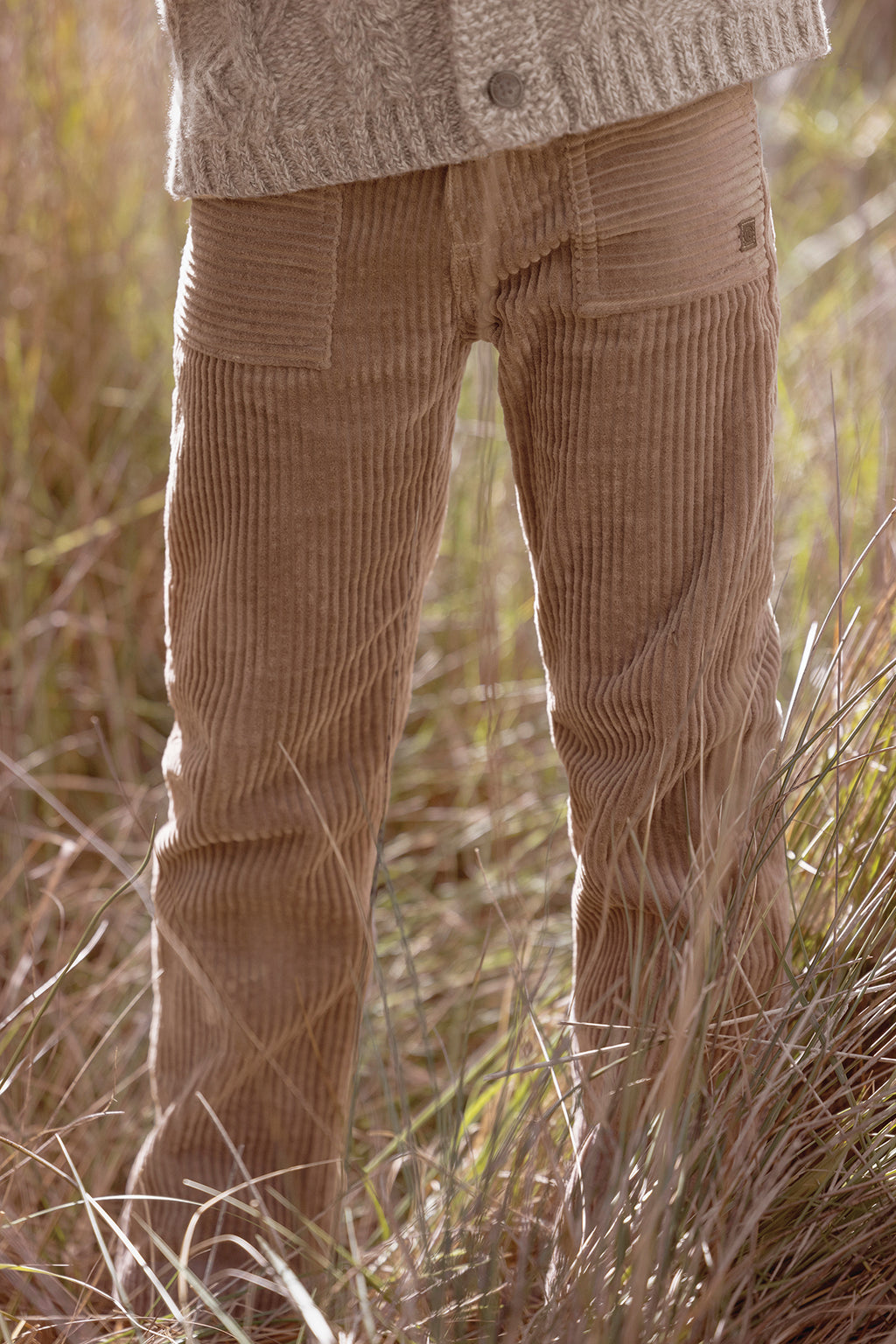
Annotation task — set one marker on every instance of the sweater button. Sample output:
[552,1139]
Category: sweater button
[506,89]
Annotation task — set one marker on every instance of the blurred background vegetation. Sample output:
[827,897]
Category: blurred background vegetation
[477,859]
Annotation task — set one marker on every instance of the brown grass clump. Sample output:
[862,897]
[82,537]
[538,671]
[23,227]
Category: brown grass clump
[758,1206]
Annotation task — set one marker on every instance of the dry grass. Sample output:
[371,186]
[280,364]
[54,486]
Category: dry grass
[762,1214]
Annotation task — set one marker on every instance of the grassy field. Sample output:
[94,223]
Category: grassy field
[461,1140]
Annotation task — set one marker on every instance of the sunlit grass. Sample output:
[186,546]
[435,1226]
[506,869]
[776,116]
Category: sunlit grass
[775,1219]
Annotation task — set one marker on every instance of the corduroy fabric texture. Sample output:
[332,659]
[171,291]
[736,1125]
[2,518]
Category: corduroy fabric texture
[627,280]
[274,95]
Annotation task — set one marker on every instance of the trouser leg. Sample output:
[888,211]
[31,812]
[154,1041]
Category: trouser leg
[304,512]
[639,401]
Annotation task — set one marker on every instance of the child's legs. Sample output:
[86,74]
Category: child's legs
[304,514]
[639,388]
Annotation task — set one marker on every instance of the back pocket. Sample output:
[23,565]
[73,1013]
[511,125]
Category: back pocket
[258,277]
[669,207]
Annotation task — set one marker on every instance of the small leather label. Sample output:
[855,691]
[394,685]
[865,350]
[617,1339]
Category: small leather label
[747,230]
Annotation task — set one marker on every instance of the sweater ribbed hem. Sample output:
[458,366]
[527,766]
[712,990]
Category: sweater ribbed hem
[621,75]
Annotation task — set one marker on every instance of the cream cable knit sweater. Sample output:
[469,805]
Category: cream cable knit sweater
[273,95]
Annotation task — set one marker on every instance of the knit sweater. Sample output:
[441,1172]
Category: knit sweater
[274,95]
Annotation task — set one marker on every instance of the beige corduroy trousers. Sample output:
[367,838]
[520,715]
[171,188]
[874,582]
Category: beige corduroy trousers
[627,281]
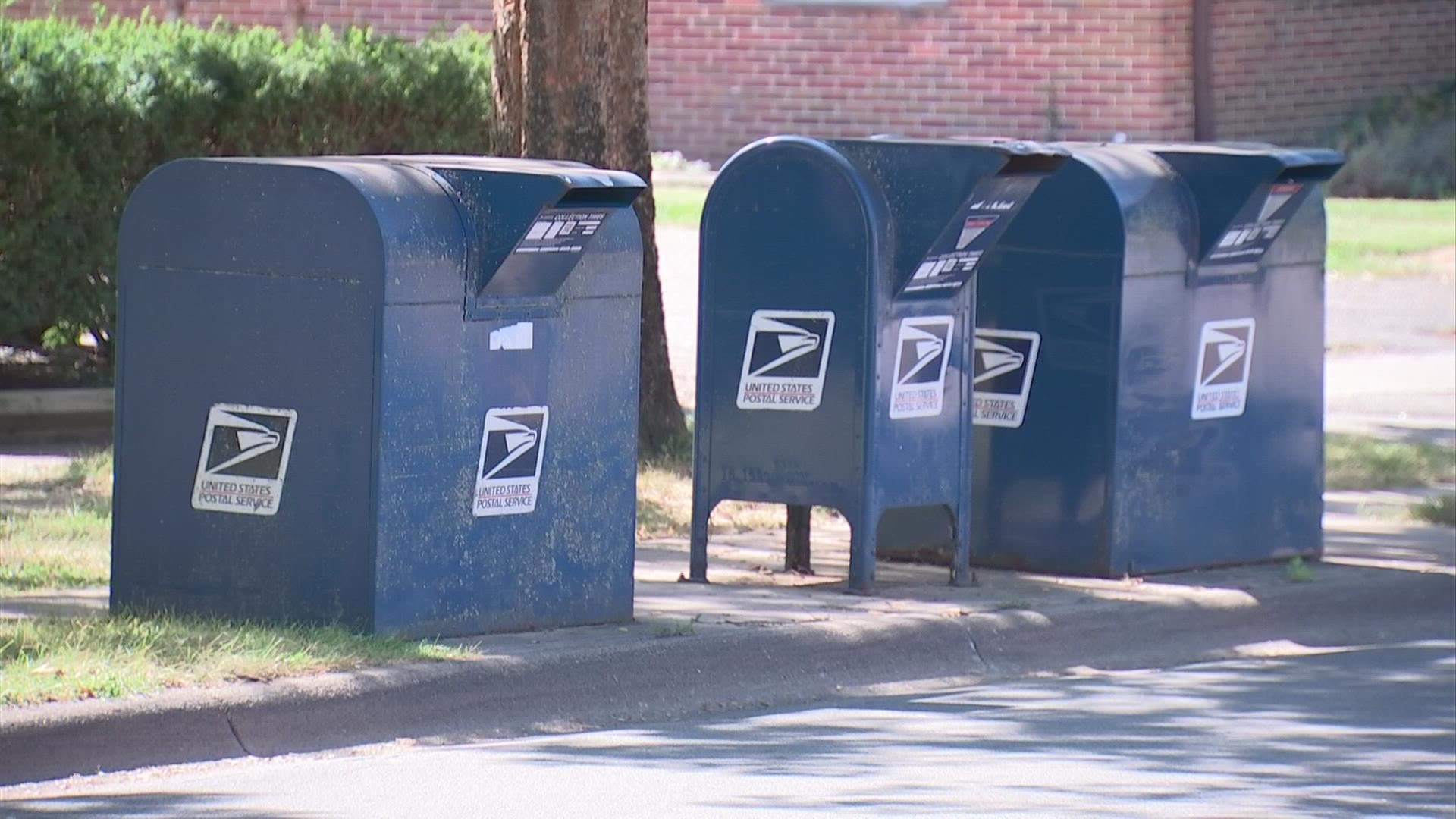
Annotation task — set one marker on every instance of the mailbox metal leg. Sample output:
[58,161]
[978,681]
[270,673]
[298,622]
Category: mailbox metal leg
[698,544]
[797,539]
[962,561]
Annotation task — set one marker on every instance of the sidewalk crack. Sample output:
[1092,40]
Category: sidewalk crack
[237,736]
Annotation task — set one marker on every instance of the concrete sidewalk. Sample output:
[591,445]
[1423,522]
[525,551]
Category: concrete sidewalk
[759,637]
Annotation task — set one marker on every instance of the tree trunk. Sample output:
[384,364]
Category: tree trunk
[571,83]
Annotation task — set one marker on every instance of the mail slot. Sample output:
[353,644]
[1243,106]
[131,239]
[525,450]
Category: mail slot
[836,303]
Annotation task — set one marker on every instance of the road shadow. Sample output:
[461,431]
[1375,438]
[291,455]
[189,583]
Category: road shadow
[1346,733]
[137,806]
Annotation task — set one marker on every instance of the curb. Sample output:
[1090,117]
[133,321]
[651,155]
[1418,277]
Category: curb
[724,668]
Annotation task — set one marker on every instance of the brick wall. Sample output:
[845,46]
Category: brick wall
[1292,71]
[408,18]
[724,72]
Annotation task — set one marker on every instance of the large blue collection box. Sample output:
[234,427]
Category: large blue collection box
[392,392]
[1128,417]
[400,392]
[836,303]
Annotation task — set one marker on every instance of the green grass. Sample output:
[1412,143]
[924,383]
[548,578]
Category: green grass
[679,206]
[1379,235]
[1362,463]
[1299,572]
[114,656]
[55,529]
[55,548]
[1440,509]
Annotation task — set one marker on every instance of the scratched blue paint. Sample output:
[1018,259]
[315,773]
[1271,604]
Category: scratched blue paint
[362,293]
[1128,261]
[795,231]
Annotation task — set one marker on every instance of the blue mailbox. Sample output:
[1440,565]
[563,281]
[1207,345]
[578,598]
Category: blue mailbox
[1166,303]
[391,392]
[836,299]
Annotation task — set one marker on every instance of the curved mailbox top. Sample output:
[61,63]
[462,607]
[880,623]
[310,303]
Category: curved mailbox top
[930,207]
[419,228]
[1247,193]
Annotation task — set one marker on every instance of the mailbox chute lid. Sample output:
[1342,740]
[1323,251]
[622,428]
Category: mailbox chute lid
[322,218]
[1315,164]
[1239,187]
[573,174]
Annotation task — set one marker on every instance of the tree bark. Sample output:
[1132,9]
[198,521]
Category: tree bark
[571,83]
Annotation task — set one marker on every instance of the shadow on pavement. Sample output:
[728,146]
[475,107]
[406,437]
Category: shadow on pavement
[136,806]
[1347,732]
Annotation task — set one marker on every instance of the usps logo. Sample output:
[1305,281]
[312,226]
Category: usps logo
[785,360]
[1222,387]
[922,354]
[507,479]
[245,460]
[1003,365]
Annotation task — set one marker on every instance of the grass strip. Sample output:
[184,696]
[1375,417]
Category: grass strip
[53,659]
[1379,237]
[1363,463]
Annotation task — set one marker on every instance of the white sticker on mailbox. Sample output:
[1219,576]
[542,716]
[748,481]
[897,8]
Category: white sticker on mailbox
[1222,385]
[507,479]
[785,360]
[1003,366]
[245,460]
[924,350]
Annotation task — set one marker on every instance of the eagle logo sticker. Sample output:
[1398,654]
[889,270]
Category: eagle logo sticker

::::::::

Render all of the items above as a Markdown table with the columns Row and Line, one numbered row per line. Skip blank lines and leave out the pictures.

| Row | Line |
|---|---|
| 1 | Annotation task — set one marker on every instance of the sweater button. Sample output: |
| 2 | [552,1139] |
| 3 | Category: sweater button |
| 4 | [506,89] |
| 5 | Annotation task — set one marker on every instance of the blurred background vegetation. Sample output: |
| 6 | [827,897] |
| 7 | Category: blurred background vegetation |
| 8 | [477,859] |
| 9 | Annotation task — set one marker on every instance of the brown grass clump. Sample output: |
| 10 | [862,897] |
| 11 | [82,537] |
| 12 | [538,671] |
| 13 | [23,227] |
| 14 | Category: brown grass clump |
| 15 | [758,1206] |
| 16 | Annotation task — set one marker on every instance of the dry grass. Sample output: |
| 17 | [371,186] |
| 18 | [280,364] |
| 19 | [54,486] |
| 20 | Category: dry grass |
| 21 | [762,1214] |
| 22 | Annotation task — set one marker on every instance of the grassy field. Sample output: |
| 23 | [94,223] |
| 24 | Category: grassy field |
| 25 | [461,1140] |
| 26 | Annotation task — set one marker on every instance of the sunlit grass. Sample output: |
| 27 | [186,546] |
| 28 | [435,1226] |
| 29 | [506,869] |
| 30 | [776,116] |
| 31 | Category: sunlit grass |
| 32 | [775,1219] |
| 33 | Annotation task — set one marker on every instance of the corduroy fabric texture. Sample output: |
| 34 | [332,659] |
| 35 | [171,291] |
| 36 | [736,1125] |
| 37 | [2,518] |
| 38 | Category: corduroy fabric texture |
| 39 | [627,280] |
| 40 | [274,95] |
| 41 | Annotation task — set one marker on every instance of the trouser leg. Sample output: |
| 42 | [888,211] |
| 43 | [31,812] |
| 44 | [154,1041] |
| 45 | Category: trouser leg |
| 46 | [304,512] |
| 47 | [639,401] |
| 48 | Annotation task — set one marker on every instance of the child's legs. Sample output: |
| 49 | [86,74] |
| 50 | Category: child's legs |
| 51 | [304,514] |
| 52 | [639,388] |
| 53 | Annotation task — set one marker on every instance of the back pocket. Sample output: |
| 54 | [23,565] |
| 55 | [73,1013] |
| 56 | [511,125] |
| 57 | Category: back pocket |
| 58 | [258,277] |
| 59 | [669,207] |
| 60 | Annotation task — set one marker on every instance of the small leather label. Sample output: |
| 61 | [855,691] |
| 62 | [394,685] |
| 63 | [865,350] |
| 64 | [617,1339] |
| 65 | Category: small leather label |
| 66 | [747,230] |
| 67 | Annotation task — set one marker on every instance of the sweater ribbed hem. Sample output: |
| 68 | [458,366] |
| 69 | [527,766] |
| 70 | [712,990] |
| 71 | Category: sweater ribbed hem |
| 72 | [621,75] |
| 73 | Annotation task — set one marker on every instance of the cream cable knit sweater. Sample output: |
| 74 | [469,805] |
| 75 | Category: cream cable knit sweater |
| 76 | [273,95] |
| 77 | Annotation task — set one marker on every instance of the knit sweater. Sample output: |
| 78 | [441,1172] |
| 79 | Category: knit sweater |
| 80 | [274,95] |
| 81 | Annotation task — set one marker on every instance of the beige corduroy trousers. Sample output: |
| 82 | [367,838] |
| 83 | [520,715] |
| 84 | [171,188] |
| 85 | [874,582] |
| 86 | Category: beige corduroy trousers |
| 87 | [627,281] |
| 88 | Annotation task — set one marker on every instance of the mailbox metal leg. Sample output: |
| 89 | [58,161] |
| 90 | [978,681] |
| 91 | [270,673] |
| 92 | [298,622] |
| 93 | Category: mailbox metal leg |
| 94 | [698,544] |
| 95 | [797,539] |
| 96 | [962,561] |
| 97 | Annotation task — set one marker on every instance of the sidewalk crack. Sample output: |
| 98 | [1092,40] |
| 99 | Category: sidewalk crack |
| 100 | [237,736] |
| 101 | Annotation task — set one marker on every instance of the concrete sidewalk. Sample output: |
| 102 | [591,445] |
| 103 | [1423,522] |
| 104 | [525,551] |
| 105 | Category: concrete sidewalk |
| 106 | [759,637] |
| 107 | Annotation task — set one marker on every instance of the tree trunk. Sample output: |
| 108 | [384,364] |
| 109 | Category: tree trunk |
| 110 | [571,83] |
| 111 | Annotation task — set one marker on every instance of the mail slot. Sample output: |
| 112 | [353,644] |
| 113 | [1243,106] |
| 114 | [131,239] |
| 115 | [525,450] |
| 116 | Category: mail slot |
| 117 | [836,303] |
| 118 | Annotation task — set one marker on every instance of the road shadow. Sample output: |
| 119 | [461,431] |
| 120 | [1375,438] |
| 121 | [291,455] |
| 122 | [189,583] |
| 123 | Category: road shadow |
| 124 | [1346,733] |
| 125 | [137,806] |
| 126 | Annotation task — set one marker on every instance of the curb. Sample output: |
| 127 | [1090,117] |
| 128 | [133,321] |
| 129 | [651,155] |
| 130 | [1418,277] |
| 131 | Category: curb |
| 132 | [724,668] |
| 133 | Annotation task — set one marker on every instance of the brick wall. Sample output: |
| 134 | [845,46] |
| 135 | Category: brick wall |
| 136 | [1292,71] |
| 137 | [408,18] |
| 138 | [724,72] |
| 139 | Annotation task — set one marker on every instance of the large blue collection box. Sample output: |
| 140 | [234,427] |
| 141 | Category: large blue collection box |
| 142 | [392,392] |
| 143 | [1128,417] |
| 144 | [400,392] |
| 145 | [836,303] |
| 146 | Annotation task — set one marker on every instance of the green grass. Sample output: |
| 147 | [1412,143] |
| 148 | [924,383] |
| 149 | [548,578] |
| 150 | Category: green grass |
| 151 | [679,206] |
| 152 | [1379,235] |
| 153 | [1362,463] |
| 154 | [1299,572] |
| 155 | [114,656] |
| 156 | [55,529] |
| 157 | [55,548] |
| 158 | [1440,509] |
| 159 | Annotation task — set one marker on every instance of the scratched blue paint. Sample output: |
| 160 | [1018,259] |
| 161 | [315,773] |
| 162 | [1271,604] |
| 163 | Category: scratched blue paint |
| 164 | [362,293] |
| 165 | [1128,261] |
| 166 | [795,231] |
| 167 | Annotation task — set one marker on every instance of the blue mailbox. Sample output: |
| 168 | [1440,565] |
| 169 | [563,281] |
| 170 | [1207,345] |
| 171 | [578,598] |
| 172 | Category: blue mailbox |
| 173 | [1166,303] |
| 174 | [391,392] |
| 175 | [836,299] |
| 176 | Annotation task — set one marker on every instance of the curved mailbox top. Sample output: |
| 177 | [61,63] |
| 178 | [462,607] |
| 179 | [880,623] |
| 180 | [310,303] |
| 181 | Category: curved mailbox top |
| 182 | [930,207] |
| 183 | [419,228] |
| 184 | [1247,193] |
| 185 | Annotation task — set one marker on every instance of the mailbox chute lid. Sample output: |
| 186 | [1342,740] |
| 187 | [1323,251] |
| 188 | [622,428] |
| 189 | Category: mailbox chute lid |
| 190 | [322,218] |
| 191 | [1315,164] |
| 192 | [1239,187] |
| 193 | [573,174] |
| 194 | Annotation task — set one marker on every instance of the tree bark. Sample output: |
| 195 | [1132,9] |
| 196 | [198,521] |
| 197 | Category: tree bark |
| 198 | [571,83] |
| 199 | Annotation task — set one marker on every instance of the shadow on pavement. Sample output: |
| 200 | [728,146] |
| 201 | [475,107] |
| 202 | [406,437] |
| 203 | Category: shadow on pavement |
| 204 | [136,806] |
| 205 | [1347,732] |
| 206 | Annotation task — set one marker on every instance of the usps logo. Sample output: |
| 207 | [1305,281] |
| 208 | [312,226] |
| 209 | Category: usps logo |
| 210 | [785,360] |
| 211 | [1222,387] |
| 212 | [922,354] |
| 213 | [507,479] |
| 214 | [245,460] |
| 215 | [1003,365] |
| 216 | Annotation task — set one marker on every instance of the grass strip. Sample output: |
| 217 | [184,696] |
| 218 | [1375,417] |
| 219 | Category: grass strip |
| 220 | [53,659] |
| 221 | [1379,237] |
| 222 | [1363,463] |
| 223 | Annotation task — set one marker on every instance of the white sticker on mailbox. Sample output: |
| 224 | [1219,576] |
| 225 | [542,716] |
| 226 | [748,481] |
| 227 | [897,8] |
| 228 | Category: white sticker on mailbox |
| 229 | [1222,385] |
| 230 | [507,479] |
| 231 | [785,360] |
| 232 | [1003,366] |
| 233 | [245,460] |
| 234 | [924,350] |
| 235 | Annotation task — set one marker on every instance of the eagle logo sticker. Sample output: |
| 236 | [1398,654] |
| 237 | [889,270] |
| 238 | Category: eagle logo sticker |